• Prompt:
Answer these questions about the mailing-list reply on vhost __rcu annotations below:
(a) Who wrote the message dated Thu, May 13, 2010 at 03:07:23PM +0200?
(b) What does that message say is held while executing worklets?
(c) In the quoted suggestion to create a separate lockdep class, which function does Paul E. McKenney name, together with "and friends"?

• Source extract:
☆ ☆ ☆ ☆

Re: [PATCH RFC tip/core/rcu 23/23] vhost: add __rcu annotations

From: Paul E. McKenney
Date: Mon May 17 2010 - 20:34:39 EST


On Mon, May 17, 2010 at 07:40:25PM -0400, Mathieu Desnoyers wrote:
> * Paul E. McKenney (paulmck@xxxxxxxxxxxxxxxxxx) wrote:
> > On Mon, May 17, 2010 at 06:00:25PM -0400, Mathieu Desnoyers wrote:
> > > * Paul E. McKenney (paulmck@xxxxxxxxxxxxxxxxxx) wrote:
> > > > On Mon, May 17, 2010 at 11:33:49PM +0300, Michael S. Tsirkin wrote:
> > > > > On Thu, May 13, 2010 at 08:23:40AM -0700, Paul E. McKenney wrote:
> > > > > > On Thu, May 13, 2010 at 03:07:23PM +0200, Peter Zijlstra wrote:
> > > > > > > On Wed, 2010-05-12 at 16:00 -0700, Paul E. McKenney wrote:
> > > > > > > > Any thoughts? One approach would be to create a separate lockdep class
> > > > > > > > for vhost workqueue state, similar to the approach used in instrument
> > > > > > > > rcu_read_lock() and friends.
> > > > > > >
> > > > > > > workqueue_struct::lockdep_map, its held while executing worklets.
> > > > > > >
> > > > > > > lock_is_held(&vhost_workqueue->lockdep_map), should do as you want.

☆ ☆ ☆ ☆

• Data entries:

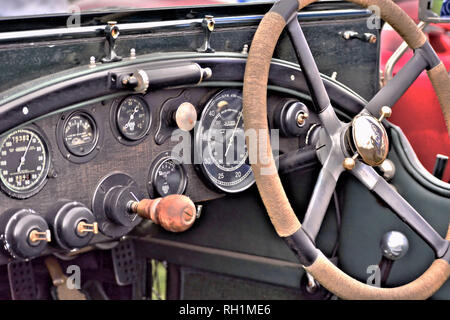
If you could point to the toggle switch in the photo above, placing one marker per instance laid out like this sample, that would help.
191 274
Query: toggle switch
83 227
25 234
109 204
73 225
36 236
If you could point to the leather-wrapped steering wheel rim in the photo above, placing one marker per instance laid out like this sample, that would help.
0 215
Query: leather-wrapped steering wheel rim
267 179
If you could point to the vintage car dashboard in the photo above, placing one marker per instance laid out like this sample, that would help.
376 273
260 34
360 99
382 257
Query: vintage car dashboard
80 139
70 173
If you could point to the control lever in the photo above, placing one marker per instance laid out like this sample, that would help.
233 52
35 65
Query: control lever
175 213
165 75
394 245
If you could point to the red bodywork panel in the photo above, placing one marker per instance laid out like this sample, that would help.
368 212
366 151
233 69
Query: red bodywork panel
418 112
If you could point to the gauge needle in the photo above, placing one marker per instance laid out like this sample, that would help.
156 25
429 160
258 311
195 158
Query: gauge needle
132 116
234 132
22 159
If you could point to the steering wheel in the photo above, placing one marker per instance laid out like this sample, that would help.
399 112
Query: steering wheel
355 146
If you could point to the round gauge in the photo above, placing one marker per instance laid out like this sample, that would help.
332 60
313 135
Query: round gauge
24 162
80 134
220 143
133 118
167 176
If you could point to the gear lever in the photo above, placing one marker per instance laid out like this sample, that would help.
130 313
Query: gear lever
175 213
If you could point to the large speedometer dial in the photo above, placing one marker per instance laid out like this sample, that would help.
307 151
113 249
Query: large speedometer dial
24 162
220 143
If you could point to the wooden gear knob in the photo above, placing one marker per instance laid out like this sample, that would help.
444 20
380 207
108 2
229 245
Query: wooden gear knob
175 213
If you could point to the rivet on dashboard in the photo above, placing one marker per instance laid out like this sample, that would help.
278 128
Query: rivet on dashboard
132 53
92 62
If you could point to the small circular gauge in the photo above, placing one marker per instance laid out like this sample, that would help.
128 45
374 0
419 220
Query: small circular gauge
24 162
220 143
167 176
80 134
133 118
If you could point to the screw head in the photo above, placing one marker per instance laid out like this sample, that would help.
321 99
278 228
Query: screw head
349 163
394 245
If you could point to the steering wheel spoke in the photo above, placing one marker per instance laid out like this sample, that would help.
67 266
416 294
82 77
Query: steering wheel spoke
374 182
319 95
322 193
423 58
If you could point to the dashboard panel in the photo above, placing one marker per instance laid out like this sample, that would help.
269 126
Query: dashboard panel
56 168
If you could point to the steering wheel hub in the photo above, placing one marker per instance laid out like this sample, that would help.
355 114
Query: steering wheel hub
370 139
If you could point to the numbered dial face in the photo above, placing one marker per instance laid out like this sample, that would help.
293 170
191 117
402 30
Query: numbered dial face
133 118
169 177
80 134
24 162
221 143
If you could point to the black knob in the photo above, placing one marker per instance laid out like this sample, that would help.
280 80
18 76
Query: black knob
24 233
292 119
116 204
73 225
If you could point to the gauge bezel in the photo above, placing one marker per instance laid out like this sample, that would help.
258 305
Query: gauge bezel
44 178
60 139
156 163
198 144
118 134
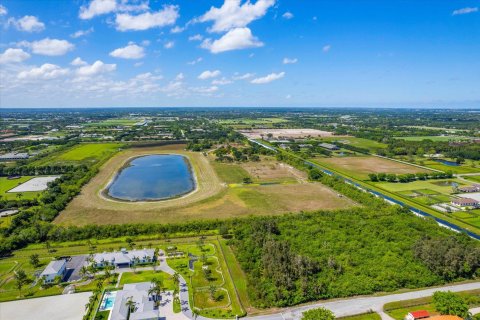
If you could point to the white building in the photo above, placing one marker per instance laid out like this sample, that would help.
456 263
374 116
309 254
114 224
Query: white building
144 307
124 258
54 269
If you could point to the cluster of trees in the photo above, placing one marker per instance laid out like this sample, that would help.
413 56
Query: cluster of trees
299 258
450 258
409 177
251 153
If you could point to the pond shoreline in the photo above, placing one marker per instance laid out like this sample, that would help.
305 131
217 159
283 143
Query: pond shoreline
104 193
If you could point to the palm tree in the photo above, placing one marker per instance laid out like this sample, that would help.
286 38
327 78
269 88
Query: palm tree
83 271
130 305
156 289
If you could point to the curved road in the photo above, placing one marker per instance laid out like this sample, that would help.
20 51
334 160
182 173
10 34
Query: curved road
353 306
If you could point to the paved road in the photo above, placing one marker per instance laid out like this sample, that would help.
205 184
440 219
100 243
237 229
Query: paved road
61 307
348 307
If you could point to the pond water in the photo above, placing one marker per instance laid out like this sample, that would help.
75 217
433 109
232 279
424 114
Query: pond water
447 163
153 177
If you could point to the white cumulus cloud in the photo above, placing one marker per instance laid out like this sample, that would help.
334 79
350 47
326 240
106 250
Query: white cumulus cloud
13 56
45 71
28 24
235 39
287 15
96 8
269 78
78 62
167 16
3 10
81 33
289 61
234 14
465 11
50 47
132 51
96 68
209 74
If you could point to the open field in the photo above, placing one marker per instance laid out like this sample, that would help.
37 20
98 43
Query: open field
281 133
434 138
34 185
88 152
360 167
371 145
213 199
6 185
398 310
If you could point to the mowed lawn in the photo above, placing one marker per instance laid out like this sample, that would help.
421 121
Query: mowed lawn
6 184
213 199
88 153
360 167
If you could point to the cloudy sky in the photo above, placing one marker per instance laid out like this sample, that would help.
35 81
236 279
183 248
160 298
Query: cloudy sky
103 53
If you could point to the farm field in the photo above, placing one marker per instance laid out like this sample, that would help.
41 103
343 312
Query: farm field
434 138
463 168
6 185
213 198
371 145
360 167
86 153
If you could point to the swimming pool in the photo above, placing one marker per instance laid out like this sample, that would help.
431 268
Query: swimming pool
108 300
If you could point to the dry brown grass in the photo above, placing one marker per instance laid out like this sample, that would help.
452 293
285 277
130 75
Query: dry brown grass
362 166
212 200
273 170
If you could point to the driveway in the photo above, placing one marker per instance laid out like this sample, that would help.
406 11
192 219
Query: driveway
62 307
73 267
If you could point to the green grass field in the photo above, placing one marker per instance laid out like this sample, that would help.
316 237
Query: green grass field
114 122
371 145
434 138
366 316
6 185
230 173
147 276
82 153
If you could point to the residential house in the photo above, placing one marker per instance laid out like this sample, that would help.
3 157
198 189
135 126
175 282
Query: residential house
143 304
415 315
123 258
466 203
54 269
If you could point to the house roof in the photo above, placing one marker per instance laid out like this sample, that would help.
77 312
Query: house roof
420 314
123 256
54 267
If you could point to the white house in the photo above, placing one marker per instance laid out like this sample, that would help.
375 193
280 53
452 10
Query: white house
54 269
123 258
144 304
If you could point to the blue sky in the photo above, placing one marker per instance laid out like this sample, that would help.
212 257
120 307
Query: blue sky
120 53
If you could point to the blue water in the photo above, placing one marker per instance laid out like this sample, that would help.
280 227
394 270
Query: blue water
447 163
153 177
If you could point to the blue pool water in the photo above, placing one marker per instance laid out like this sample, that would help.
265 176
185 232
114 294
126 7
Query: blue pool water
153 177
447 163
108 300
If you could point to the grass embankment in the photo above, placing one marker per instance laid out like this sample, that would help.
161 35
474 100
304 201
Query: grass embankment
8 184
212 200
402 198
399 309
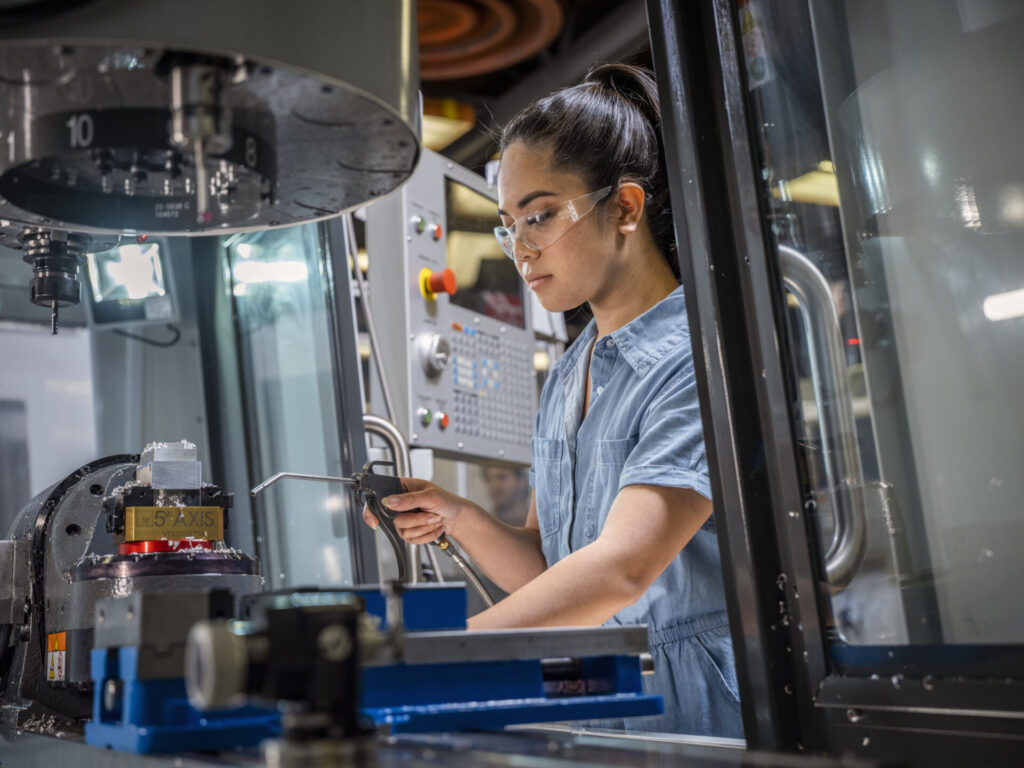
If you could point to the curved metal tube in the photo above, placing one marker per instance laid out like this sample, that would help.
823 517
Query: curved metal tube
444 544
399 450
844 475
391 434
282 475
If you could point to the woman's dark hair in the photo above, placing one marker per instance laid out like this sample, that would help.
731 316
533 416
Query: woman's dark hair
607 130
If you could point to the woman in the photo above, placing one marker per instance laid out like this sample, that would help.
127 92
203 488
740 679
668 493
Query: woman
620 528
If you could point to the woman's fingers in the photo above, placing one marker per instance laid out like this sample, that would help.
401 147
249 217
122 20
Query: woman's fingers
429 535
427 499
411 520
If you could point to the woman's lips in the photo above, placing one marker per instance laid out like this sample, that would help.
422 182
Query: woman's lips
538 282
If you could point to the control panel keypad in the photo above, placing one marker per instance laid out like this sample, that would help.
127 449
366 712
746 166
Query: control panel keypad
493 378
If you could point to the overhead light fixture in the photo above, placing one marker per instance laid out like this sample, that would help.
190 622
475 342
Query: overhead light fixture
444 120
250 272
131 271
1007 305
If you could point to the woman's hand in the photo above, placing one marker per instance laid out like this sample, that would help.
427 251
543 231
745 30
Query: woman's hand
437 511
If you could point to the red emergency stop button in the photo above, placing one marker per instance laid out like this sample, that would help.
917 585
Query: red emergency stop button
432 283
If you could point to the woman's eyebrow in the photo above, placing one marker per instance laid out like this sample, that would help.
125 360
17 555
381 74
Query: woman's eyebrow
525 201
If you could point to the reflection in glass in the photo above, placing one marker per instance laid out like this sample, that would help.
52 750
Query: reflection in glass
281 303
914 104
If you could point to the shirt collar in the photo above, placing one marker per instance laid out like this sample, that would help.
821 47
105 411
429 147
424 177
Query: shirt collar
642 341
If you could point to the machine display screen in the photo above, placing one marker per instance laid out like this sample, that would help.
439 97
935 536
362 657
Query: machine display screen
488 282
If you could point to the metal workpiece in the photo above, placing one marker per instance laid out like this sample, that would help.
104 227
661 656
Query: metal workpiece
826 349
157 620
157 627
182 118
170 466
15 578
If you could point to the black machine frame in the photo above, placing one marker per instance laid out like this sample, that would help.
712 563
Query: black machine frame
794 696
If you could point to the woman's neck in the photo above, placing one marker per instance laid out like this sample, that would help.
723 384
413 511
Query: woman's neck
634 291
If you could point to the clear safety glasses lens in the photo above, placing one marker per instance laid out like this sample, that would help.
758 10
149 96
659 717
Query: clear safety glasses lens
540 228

☆ ☆ ☆ ☆

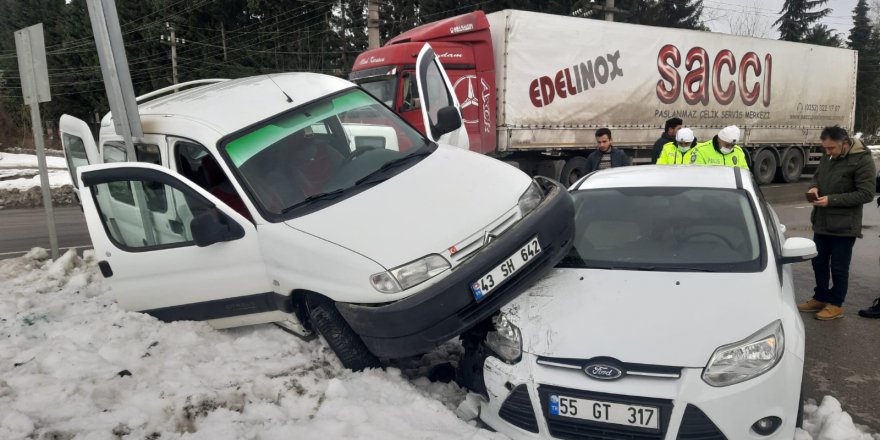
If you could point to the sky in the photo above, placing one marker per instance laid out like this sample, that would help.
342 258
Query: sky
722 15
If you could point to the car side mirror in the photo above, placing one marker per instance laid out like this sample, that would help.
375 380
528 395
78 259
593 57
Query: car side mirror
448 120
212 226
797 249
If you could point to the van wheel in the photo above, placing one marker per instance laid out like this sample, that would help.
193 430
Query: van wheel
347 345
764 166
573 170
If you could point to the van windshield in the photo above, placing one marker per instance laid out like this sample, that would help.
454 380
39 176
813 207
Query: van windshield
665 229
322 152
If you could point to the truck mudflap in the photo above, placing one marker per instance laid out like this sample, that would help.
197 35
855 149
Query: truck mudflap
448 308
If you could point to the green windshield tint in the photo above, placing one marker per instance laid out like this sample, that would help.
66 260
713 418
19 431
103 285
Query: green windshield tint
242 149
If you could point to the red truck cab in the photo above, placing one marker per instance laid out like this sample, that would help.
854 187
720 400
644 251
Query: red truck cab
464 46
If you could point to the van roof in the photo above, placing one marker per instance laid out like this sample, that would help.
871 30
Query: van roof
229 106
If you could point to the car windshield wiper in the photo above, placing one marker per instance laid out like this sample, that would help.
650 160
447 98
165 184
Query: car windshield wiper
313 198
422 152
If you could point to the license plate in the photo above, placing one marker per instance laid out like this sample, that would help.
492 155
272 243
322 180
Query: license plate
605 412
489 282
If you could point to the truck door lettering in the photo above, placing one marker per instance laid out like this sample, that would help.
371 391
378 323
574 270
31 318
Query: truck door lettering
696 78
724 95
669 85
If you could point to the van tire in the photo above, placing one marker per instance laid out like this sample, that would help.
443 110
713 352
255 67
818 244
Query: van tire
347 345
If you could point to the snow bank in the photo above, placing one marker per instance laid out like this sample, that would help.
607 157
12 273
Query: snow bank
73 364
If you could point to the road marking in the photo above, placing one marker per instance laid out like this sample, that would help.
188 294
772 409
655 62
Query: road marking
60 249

☆ ☆ ☆ ☆

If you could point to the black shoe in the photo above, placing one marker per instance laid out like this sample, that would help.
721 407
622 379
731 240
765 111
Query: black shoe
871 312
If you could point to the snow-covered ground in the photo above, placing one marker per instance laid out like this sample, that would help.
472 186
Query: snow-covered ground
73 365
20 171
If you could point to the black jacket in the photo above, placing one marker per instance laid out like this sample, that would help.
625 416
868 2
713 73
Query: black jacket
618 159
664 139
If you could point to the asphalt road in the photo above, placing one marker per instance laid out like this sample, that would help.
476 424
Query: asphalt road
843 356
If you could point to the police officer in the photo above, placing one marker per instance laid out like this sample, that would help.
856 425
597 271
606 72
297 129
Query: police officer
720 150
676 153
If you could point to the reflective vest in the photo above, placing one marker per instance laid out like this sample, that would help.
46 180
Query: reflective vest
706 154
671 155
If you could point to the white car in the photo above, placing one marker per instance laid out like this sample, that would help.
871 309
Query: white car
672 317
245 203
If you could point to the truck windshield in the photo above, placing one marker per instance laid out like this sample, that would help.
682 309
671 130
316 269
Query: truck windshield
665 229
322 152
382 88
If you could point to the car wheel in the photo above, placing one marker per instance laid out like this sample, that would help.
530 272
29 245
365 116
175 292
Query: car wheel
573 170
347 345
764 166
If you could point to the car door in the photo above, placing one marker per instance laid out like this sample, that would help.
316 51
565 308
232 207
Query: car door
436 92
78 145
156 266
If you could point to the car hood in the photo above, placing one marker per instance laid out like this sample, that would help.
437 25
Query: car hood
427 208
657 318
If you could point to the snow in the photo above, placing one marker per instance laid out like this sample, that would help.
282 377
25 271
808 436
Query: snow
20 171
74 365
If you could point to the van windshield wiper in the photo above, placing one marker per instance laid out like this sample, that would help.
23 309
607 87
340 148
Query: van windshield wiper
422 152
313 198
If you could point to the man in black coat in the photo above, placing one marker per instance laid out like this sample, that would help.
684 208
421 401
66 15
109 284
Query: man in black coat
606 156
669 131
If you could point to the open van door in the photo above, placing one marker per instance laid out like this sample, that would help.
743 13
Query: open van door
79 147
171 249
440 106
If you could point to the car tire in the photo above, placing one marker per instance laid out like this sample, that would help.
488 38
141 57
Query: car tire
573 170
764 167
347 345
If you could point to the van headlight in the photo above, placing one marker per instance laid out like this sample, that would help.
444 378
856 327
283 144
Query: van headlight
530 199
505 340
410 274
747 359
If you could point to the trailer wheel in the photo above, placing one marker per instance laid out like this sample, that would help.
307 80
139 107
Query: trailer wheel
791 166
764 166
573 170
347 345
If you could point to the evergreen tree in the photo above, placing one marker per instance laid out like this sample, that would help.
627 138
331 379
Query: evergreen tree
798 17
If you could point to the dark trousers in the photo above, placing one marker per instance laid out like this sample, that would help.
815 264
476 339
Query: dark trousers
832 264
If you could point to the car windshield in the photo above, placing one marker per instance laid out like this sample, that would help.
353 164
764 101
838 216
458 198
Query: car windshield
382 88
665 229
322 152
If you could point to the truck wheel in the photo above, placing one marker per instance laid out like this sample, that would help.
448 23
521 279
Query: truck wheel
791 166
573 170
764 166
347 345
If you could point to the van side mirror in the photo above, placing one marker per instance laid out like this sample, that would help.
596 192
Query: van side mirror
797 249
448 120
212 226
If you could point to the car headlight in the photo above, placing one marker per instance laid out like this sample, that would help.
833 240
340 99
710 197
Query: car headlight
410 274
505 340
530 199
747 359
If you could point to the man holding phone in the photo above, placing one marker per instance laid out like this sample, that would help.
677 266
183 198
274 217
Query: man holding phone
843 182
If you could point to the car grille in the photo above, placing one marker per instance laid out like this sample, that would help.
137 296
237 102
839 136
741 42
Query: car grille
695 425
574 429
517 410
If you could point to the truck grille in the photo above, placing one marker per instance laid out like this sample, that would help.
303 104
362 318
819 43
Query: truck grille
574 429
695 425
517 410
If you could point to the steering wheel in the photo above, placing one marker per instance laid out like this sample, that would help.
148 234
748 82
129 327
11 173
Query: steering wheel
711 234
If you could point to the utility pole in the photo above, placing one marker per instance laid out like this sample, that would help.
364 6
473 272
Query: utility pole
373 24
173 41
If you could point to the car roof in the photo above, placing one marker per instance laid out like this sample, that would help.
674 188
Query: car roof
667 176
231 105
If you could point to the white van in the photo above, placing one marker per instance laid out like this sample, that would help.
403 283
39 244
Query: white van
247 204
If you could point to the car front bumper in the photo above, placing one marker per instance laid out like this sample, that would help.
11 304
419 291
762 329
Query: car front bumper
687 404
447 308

☆ ☆ ☆ ☆

• Response below:
(a) Peter Zijlstra
(b) workqueue_struct::lockdep_map
(c) rcu_read_lock()